Everything in Moderation - The American Spectator | USA News and Politics
Everything in Moderation

With the title Saying Yes: In Defense of Drug Use, you’d think that Jacob Sullum was another hippie trying to get drugs legalized so he could enjoy that big fat joint emblazoned on the book’s dust jacket. And you would be oh so wrong. In 284 tightly argued pages, plus notes, Sullum, a senior editor for the libertarian Reason magazine and author of For Your Own Good: The Anti-Smoking Crusade and the Tyranny of Public Health, cuts through the myriad myths of anti-drug arguments to press his case that, for most people, drugs are not mind-snatchers leaving their users a hollowed out shell of who they once were.

The first chapter of Saying Yes (Tarcher/Putnam, 340 pages, $25.95) takes exception to the popular belief, held by Mormons and Muslims, among others, that all “psychoactive substances are so dangerous that they should be avoided altogether.” While most secular anti-drug types would agree with this for narcotics, they don’t believe this holds true for alcohol, because alcohol use can be controlled.

However, that is a tenuous distinction at best. Sullum asks, How different is the use of alcohol from that of other drugs? Answer: Alcohol is legal, which makes it more socially acceptable. As for the argument that it is more damaging than most illegal substances, he reminds readers that alcohol is a “toxin” that causes

dizziness, headache, vomiting, and blackouts; impairs speech, judgment, coordination, cognition, and memory; and depresses respiration, which can lead to death after a single drinking session. Withdrawal symptoms include rapid heart rate, shortness of breath, chills, fever, chest pain, nausea with recurrent vomiting, abdominal pain, hallucinations, and seizures, sometimes resulting in death. Alcohol users suffer from peptic ulcers, liver failure, pancreatic cysts, high blood pressure, stroke, metabolic abnormalities, malnutrition, lung and urinary tract infections, brain damage, and cancers of the mouth, larynx, esophagus, pancreas, liver, stomach, colon and breast. Alcohol use is also associated with depression, suicide, unemployment, divorce, domestic violence, assault, homicide, and vehicular accidents.

Put that way, why would anyone want to drink? But they do: Contra the arguments of prohibitionists, there are millions of people that drink everyday in a social manner without becoming belligerent or impaired. And Sullum, armed with a brace of studies, statistics, and anecdotes, demonstrates that millions of Americans smoke marijuana recreationally without it ruining their day to day lives.

The same holds true for several other drugs. Among others, Sullum quotes a CEO with a cocaine habit, as well as the housewife that likes to shoot heroin before she cleans the house (anonymously, of course). What’s more, Sullum argues, the CEO and cleaning lady are part of a non-trivial part of the population (as high as 7 percent) who use illegal drugs on a regular basis, and still manage to function more or less normally.

■ **DATA EXTRACT**
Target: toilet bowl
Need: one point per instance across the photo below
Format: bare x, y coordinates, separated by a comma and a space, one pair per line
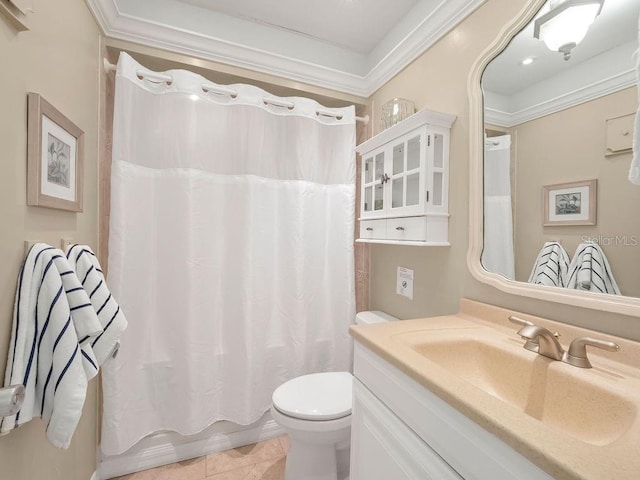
315, 410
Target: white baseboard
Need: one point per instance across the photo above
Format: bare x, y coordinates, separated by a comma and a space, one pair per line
166, 448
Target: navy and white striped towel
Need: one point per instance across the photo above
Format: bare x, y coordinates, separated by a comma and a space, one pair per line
590, 270
44, 352
113, 321
551, 266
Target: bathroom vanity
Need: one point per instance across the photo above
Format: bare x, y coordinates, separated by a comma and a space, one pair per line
459, 397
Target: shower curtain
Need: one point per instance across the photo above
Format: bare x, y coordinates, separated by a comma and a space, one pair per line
497, 255
230, 250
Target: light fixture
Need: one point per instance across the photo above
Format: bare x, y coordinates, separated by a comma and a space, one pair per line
566, 23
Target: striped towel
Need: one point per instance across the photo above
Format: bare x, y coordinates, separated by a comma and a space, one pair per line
50, 311
590, 270
551, 266
86, 265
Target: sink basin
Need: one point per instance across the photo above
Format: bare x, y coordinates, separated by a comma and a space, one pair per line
588, 404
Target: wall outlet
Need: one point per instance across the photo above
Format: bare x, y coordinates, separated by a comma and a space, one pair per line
404, 282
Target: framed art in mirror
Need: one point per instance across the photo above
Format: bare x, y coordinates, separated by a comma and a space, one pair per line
54, 157
619, 304
570, 203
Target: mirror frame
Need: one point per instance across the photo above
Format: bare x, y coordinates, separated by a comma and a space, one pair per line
591, 300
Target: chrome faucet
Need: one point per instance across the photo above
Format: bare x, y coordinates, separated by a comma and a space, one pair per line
547, 341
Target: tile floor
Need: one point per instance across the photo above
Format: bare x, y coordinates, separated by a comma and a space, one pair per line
260, 461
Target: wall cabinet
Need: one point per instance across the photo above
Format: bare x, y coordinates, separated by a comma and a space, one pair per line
405, 182
401, 430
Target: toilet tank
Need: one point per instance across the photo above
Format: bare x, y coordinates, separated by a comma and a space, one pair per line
376, 316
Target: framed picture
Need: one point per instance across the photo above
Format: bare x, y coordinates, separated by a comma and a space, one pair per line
570, 203
54, 157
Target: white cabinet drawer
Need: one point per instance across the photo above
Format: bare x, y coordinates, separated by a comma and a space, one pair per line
373, 228
407, 228
383, 447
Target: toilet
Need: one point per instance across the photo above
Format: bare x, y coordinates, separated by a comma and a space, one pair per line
315, 410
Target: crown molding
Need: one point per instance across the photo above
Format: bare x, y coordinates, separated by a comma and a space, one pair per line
581, 95
446, 15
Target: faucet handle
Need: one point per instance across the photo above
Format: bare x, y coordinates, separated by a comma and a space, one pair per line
520, 321
532, 344
577, 353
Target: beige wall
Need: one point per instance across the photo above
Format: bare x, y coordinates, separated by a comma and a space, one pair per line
438, 80
570, 146
57, 58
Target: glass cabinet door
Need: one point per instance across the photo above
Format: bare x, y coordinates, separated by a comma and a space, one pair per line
373, 189
405, 178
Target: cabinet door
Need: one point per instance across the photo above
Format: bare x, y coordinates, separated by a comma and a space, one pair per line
406, 183
373, 198
437, 171
384, 448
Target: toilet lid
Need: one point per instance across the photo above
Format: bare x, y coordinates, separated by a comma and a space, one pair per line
318, 396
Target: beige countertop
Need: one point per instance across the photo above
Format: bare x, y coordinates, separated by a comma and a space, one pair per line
608, 452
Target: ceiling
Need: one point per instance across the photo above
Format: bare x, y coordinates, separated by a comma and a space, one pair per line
352, 46
602, 63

■ **PROBLEMS AND TASKS**
**A.** Rewrite the paragraph of the book review that begins "The first chapter of Saying Yes" in shorter form, keeping its main facts.
**B.** Please translate this sentence from the book review into Spanish: "And Sullum, armed with a brace of studies, statistics, and anecdotes, demonstrates that millions of Americans smoke marijuana recreationally without it ruining their day to day lives."
**C.** Answer these questions from the book review:
(i) Sullum is a senior editor for which magazine?
(ii) According to Sullum, what makes alcohol more socially acceptable than other drugs?
(iii) How large a share of the population, at most, regularly uses illegal drugs while still functioning more or less normally?
Use only the book review, not the records, to do the work.

■ **ANSWERS BY TASK**
**A.** The opening chapter of Saying Yes (Tarcher/Putnam, 340 pages, $25.95) disputes the common view, held by Mormons, Muslims and others, that all psychoactive substances are so dangerous they should be avoided entirely. Most secular drug opponents accept this for narcotics but not for alcohol, since they believe alcohol use can be controlled.

**B.** Y Sullum, armado con un buen número de estudios, estadísticas y anécdotas, demuestra que millones de estadounidenses fuman marihuana de forma recreativa sin que eso arruine su vida diaria.

**C.**
(i) Reason, a libertarian magazine.
(ii) Alcohol is legal.
(iii) As high as 7 percent.